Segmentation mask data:
::::

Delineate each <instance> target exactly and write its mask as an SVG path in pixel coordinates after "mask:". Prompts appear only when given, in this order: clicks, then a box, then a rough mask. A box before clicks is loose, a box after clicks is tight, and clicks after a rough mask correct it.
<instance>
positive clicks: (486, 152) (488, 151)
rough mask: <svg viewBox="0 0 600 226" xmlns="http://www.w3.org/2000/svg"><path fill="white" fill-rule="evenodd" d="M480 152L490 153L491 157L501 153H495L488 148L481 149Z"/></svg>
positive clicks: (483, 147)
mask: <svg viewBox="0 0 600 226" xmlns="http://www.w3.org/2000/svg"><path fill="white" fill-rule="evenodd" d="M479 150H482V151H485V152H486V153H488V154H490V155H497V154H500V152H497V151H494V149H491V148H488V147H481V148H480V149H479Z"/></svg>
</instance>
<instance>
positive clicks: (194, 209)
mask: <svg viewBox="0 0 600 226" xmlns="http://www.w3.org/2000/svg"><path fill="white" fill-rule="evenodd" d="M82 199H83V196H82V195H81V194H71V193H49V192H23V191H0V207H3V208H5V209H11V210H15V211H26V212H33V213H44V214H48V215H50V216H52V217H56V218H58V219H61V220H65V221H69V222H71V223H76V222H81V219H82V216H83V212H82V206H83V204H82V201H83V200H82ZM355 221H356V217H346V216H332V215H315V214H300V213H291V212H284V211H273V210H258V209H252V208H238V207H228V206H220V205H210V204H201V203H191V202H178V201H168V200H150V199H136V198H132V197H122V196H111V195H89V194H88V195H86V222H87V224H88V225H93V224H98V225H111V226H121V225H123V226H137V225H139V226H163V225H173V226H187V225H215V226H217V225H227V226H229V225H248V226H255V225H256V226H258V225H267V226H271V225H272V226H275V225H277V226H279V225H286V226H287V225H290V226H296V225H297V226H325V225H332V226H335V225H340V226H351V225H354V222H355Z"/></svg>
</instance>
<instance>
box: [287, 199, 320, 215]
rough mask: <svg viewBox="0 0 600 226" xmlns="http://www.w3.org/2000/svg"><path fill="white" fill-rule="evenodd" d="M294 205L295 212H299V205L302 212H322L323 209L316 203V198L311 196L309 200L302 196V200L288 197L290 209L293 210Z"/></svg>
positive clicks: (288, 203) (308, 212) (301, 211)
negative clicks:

::::

▸ **Task objective**: Give back all of the entries above, unchanged in every word.

▸ **Finished task**:
Delineate each <instance> target exactly and write its mask as an SVG path in pixel coordinates after "mask:". Prompts appear only when given, in this order: clicks, then a box, then a rough mask. A box before clicks is loose, a box after clicks is tight, and clicks after a rough mask correct it.
<instance>
positive clicks: (486, 152) (488, 151)
rough mask: <svg viewBox="0 0 600 226" xmlns="http://www.w3.org/2000/svg"><path fill="white" fill-rule="evenodd" d="M480 152L490 153L491 157L501 153H495L488 148L481 149Z"/></svg>
positive clicks: (483, 147)
mask: <svg viewBox="0 0 600 226" xmlns="http://www.w3.org/2000/svg"><path fill="white" fill-rule="evenodd" d="M479 150H482V151H485V152H486V153H488V154H490V155H497V154H500V152H497V151H494V149H491V148H488V147H481V148H480V149H479Z"/></svg>
</instance>
<instance>
positive clicks: (194, 209)
mask: <svg viewBox="0 0 600 226" xmlns="http://www.w3.org/2000/svg"><path fill="white" fill-rule="evenodd" d="M82 199H83V196H82V195H81V194H71V193H49V192H23V191H0V207H3V208H5V209H11V210H15V211H26V212H33V213H44V214H48V215H50V216H52V217H56V218H58V219H61V220H65V221H69V222H71V223H76V222H81V219H82V216H83V212H82V206H83V204H82V201H83V200H82ZM355 221H356V217H346V216H332V215H315V214H300V213H291V212H284V211H273V210H258V209H252V208H238V207H228V206H220V205H210V204H201V203H191V202H178V201H168V200H150V199H136V198H132V197H122V196H111V195H89V194H88V195H86V222H87V224H88V225H93V224H98V225H111V226H121V225H123V226H137V225H139V226H163V225H173V226H187V225H215V226H217V225H227V226H229V225H248V226H255V225H256V226H258V225H267V226H271V225H272V226H275V225H277V226H279V225H286V226H287V225H290V226H296V225H297V226H325V225H332V226H335V225H340V226H351V225H354V222H355Z"/></svg>
</instance>
<instance>
box: [287, 199, 320, 215]
rough mask: <svg viewBox="0 0 600 226" xmlns="http://www.w3.org/2000/svg"><path fill="white" fill-rule="evenodd" d="M294 205L295 212H299V205L302 212H322L323 209L316 203V198L311 196L309 200L302 196V200L288 197L290 209L293 210Z"/></svg>
positive clicks: (288, 203) (308, 212) (301, 211)
negative clicks:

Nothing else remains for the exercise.